What is needed: Copy out the listing below, substituting "field log" for each occurrence of "grower's notes" and keeping everything else identical.

Coordinate annotation records:
────────────────────

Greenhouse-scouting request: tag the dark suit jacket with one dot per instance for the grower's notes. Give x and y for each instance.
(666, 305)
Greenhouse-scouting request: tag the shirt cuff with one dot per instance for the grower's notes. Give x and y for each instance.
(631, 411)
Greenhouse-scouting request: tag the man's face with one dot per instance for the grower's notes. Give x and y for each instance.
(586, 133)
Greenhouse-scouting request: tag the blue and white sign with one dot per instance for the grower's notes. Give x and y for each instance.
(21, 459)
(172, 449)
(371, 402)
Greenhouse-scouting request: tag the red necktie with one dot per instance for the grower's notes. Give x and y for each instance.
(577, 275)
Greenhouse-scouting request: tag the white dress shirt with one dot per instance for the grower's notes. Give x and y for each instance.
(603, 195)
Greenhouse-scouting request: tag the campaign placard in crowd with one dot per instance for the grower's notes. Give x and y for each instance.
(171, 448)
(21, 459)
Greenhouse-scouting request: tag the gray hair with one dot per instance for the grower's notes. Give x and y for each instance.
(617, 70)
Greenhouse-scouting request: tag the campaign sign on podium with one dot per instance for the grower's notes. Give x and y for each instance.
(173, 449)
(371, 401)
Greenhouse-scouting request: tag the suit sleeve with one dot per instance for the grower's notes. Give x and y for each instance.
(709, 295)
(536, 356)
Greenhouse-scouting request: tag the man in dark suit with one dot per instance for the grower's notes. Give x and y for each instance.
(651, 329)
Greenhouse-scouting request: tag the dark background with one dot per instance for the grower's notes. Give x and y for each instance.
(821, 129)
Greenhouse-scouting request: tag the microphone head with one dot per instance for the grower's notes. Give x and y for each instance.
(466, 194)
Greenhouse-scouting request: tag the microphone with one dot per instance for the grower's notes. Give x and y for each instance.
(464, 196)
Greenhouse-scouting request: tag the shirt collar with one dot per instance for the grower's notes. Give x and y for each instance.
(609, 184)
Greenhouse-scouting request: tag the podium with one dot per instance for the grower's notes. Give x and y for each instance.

────────────────────

Solved exercise:
Greenhouse-scouting request: tag the dark suit jacket with one dot per instance for the field log. Give x and y for each instance.
(666, 305)
Greenhouse-scouting request: tag the shirt cuff with one dot per instance for the field log. Give x and y for each instance.
(631, 411)
Greenhouse-scouting request: tag the man's face with one dot per instance for the field log. Give x and y for each instance.
(586, 133)
Greenhouse-scouting request: tag the blue and white sign with one dot per instance for the field log. Give x and y for each instance.
(21, 459)
(172, 449)
(371, 402)
Greenhouse-scouting request: tag the red necktie with one dot per instance for the field log. Give x and y for each instance.
(577, 275)
Greenhouse-scouting request: tag the white dress shirt with one dot per instance for the field log. Give x and y for each instance.
(603, 195)
Greenhouse-scouting request: tag the campaign placard in crowd with one dot per instance for the field log. Give x and y for each instance.
(171, 448)
(21, 459)
Greenhouse-scouting request: tag the gray hair with one dot per instance for the field log. Give x and y for each instance.
(617, 70)
Greenhouse-scouting request: tag the campaign sign on podium with one dot per instance for the field log. Give x and y for each instance.
(173, 449)
(371, 401)
Greenhouse-scouting request: tag the suit sleeve with one dot per instance for the field log. Give x and y for each instance.
(709, 295)
(536, 356)
Greenhouse-scouting request: tag the man in dark suit with one dot per instance for the field log. Give x and y for each instance.
(651, 329)
Greenhouse-scouting request: tag the dark background with one dot per instance for the field log. Give x and y for each instance.
(821, 129)
Greenhouse-scouting request: tag the microphone head with one dot per instance for the field log. Give x and y for each instance.
(466, 194)
Greenhouse-scouting request: tag the microphone with one dot per instance for the field log. Give x and y for each instance.
(464, 196)
Greenhouse-scouting request: tag the shirt collar with one dot per instance for the field log. Give x and y for each instance.
(609, 184)
Greenhouse-scouting request: tag the podium with one dot per instance for the field log. Give x and y for each instance.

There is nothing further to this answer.